Nothing but the lines from the one with "box: [0, 4, 597, 133]" down to the one with "15L532 72L600 62L594" should be returned, exactly and with both ends included, from the material below.

* Dataset content:
···

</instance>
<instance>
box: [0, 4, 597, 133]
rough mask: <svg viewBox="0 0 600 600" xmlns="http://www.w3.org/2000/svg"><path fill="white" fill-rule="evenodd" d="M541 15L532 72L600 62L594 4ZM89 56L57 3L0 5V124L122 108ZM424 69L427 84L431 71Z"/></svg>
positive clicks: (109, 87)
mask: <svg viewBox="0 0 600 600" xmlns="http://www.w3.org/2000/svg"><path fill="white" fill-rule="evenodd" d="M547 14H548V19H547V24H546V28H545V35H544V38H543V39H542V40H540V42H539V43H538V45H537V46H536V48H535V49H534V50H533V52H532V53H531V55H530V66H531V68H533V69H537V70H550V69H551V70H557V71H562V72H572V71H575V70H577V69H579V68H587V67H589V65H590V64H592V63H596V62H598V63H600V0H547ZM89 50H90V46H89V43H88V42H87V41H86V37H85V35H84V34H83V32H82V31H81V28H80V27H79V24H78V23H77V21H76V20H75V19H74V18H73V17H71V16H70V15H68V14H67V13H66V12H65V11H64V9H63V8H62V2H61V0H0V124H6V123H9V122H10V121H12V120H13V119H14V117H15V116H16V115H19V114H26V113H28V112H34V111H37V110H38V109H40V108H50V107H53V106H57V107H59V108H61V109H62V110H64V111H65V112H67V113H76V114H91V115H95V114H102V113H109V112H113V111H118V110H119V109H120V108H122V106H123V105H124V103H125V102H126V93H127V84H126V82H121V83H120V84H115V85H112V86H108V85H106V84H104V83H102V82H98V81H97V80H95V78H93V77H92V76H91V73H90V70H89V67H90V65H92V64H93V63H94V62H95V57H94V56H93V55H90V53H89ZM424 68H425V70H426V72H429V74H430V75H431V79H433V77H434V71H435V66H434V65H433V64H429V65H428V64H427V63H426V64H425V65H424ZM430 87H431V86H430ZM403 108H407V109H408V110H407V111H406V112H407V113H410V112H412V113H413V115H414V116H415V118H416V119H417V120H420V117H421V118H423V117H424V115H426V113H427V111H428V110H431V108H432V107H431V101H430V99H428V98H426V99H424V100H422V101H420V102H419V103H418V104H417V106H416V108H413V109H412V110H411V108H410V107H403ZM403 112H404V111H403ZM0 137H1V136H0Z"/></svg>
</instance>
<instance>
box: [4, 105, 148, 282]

···

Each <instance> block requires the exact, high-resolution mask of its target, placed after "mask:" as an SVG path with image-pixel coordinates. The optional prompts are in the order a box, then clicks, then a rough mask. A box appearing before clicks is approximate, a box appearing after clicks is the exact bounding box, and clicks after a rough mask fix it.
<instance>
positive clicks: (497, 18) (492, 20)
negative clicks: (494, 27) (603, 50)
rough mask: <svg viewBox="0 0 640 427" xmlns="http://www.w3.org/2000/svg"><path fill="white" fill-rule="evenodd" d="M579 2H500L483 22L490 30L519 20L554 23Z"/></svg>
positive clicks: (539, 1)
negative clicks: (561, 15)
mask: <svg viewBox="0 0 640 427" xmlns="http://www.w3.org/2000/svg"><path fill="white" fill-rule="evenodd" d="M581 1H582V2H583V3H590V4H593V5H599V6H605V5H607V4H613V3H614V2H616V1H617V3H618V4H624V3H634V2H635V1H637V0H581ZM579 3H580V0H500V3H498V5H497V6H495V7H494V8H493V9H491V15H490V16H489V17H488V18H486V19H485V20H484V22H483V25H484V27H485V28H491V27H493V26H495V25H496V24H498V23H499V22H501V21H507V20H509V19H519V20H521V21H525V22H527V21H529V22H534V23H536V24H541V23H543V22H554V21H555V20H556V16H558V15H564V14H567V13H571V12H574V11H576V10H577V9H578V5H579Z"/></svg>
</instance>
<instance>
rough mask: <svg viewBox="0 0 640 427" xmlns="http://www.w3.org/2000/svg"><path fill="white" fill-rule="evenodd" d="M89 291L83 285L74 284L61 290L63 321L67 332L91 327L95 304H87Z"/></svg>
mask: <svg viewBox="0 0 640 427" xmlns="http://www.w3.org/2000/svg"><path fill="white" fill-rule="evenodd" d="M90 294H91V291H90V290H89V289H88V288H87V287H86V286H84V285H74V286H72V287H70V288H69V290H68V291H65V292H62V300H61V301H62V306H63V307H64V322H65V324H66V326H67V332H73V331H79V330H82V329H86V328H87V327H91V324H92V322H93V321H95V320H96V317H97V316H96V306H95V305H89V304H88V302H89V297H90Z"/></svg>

···

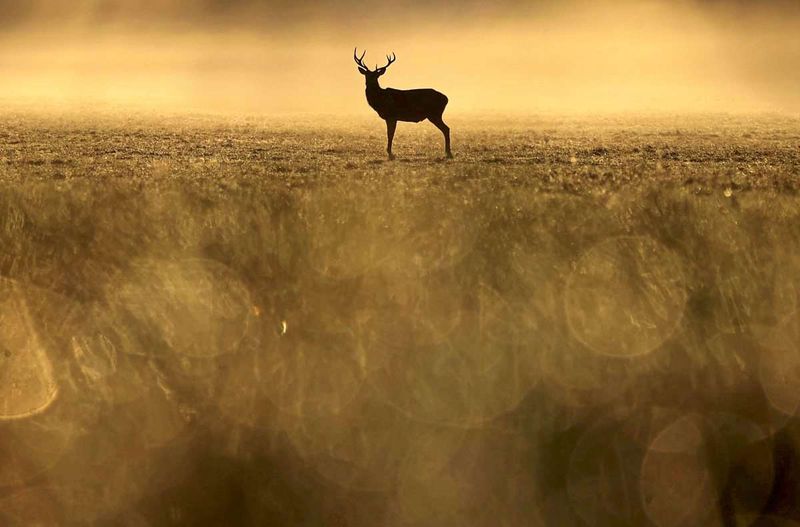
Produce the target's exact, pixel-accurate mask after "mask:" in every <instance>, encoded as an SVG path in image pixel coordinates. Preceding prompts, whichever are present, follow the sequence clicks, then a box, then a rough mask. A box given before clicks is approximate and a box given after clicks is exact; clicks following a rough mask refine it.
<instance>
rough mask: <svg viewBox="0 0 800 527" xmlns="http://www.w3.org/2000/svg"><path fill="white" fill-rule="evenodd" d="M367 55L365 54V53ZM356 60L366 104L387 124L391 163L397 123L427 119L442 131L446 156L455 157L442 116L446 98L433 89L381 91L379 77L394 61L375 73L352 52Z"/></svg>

···

* Task output:
box: [0, 4, 597, 133]
rough mask: <svg viewBox="0 0 600 600" xmlns="http://www.w3.org/2000/svg"><path fill="white" fill-rule="evenodd" d="M541 15L532 72L600 62L594 4ZM89 56L57 3L0 5V124L122 108ZM424 69L427 84L431 71Z"/></svg>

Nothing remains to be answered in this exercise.